Start of DATA RECORDS
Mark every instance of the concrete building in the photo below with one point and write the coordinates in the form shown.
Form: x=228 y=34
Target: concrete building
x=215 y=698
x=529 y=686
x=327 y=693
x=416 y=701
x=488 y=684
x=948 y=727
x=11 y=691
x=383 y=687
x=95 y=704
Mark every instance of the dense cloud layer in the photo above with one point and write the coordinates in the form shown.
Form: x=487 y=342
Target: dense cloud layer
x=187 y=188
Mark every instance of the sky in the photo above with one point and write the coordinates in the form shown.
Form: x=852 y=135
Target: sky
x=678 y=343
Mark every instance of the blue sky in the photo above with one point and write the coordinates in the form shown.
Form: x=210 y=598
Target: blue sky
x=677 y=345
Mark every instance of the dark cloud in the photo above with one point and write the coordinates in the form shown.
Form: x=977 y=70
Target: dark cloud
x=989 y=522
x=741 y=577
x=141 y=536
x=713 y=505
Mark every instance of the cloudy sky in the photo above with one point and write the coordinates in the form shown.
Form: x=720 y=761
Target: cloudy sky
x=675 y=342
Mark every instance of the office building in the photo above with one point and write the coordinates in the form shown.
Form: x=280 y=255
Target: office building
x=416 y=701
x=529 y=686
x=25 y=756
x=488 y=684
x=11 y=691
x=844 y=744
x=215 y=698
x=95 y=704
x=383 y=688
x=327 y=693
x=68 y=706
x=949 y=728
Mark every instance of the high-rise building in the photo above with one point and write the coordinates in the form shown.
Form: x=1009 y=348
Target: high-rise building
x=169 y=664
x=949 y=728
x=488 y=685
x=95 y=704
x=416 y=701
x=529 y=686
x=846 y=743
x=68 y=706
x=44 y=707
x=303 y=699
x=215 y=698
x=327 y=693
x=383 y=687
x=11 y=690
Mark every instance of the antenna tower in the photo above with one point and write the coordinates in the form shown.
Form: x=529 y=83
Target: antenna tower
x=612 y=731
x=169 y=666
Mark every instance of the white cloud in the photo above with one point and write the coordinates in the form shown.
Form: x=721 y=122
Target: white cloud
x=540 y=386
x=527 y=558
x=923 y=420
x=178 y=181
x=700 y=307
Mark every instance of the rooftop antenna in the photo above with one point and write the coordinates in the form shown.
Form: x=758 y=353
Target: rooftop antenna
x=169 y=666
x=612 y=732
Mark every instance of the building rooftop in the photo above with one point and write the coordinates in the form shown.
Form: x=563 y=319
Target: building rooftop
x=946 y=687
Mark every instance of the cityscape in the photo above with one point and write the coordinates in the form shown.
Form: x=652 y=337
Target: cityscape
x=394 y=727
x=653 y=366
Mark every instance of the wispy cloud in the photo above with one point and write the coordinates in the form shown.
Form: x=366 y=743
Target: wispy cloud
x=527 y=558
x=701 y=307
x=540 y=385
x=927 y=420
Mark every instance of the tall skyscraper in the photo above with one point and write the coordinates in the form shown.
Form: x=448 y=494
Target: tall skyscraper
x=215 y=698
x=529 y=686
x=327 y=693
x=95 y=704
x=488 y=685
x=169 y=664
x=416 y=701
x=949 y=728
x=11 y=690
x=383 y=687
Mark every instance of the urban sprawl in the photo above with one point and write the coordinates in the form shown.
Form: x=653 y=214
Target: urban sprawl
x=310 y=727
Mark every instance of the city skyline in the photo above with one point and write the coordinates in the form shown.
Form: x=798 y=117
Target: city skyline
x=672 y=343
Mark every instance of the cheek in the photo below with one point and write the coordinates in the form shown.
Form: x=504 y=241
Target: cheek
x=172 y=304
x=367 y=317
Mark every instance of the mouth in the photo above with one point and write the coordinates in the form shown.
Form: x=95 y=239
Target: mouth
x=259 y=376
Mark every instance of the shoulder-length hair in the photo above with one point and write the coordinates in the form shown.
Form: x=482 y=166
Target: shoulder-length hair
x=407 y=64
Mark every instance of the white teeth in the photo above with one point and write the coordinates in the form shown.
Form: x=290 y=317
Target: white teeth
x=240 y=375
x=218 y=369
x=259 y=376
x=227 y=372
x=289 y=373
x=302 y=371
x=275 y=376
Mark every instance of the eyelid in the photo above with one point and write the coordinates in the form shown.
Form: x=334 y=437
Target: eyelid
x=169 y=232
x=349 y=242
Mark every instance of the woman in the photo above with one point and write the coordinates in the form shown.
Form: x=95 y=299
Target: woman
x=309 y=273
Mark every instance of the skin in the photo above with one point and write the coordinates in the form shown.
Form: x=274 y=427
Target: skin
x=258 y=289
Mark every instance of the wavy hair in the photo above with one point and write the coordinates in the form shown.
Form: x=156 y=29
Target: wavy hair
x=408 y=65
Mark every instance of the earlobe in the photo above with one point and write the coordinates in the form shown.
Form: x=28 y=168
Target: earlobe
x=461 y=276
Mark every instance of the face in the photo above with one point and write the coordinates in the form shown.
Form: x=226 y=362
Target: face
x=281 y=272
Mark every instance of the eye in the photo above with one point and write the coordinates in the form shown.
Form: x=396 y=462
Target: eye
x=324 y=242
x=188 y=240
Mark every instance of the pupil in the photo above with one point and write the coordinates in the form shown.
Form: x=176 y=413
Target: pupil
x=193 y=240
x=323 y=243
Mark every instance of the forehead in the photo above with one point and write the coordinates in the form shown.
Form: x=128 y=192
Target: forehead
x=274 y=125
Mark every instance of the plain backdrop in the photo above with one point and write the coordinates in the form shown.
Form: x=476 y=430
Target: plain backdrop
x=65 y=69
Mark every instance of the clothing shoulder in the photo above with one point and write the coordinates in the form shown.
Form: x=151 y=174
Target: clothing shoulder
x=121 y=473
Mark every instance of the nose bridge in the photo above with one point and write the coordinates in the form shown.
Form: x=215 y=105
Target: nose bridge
End of DATA RECORDS
» **EXERCISE AIM**: What you return must be an exact retyping of the lines above starting at the line with "Mark every instance of the forehead" and ending at the line with "Mark every instance of the plain", and nothing besides.

» **SOLUTION FOR THIS PROBLEM**:
Mark every instance of the forehead in the photo above with one point and write the coordinates in the form shown.
Form: x=128 y=192
Target: forehead
x=274 y=125
Mark every instance of the plain backdrop in the photo above with one point and write the coordinates in the form shown.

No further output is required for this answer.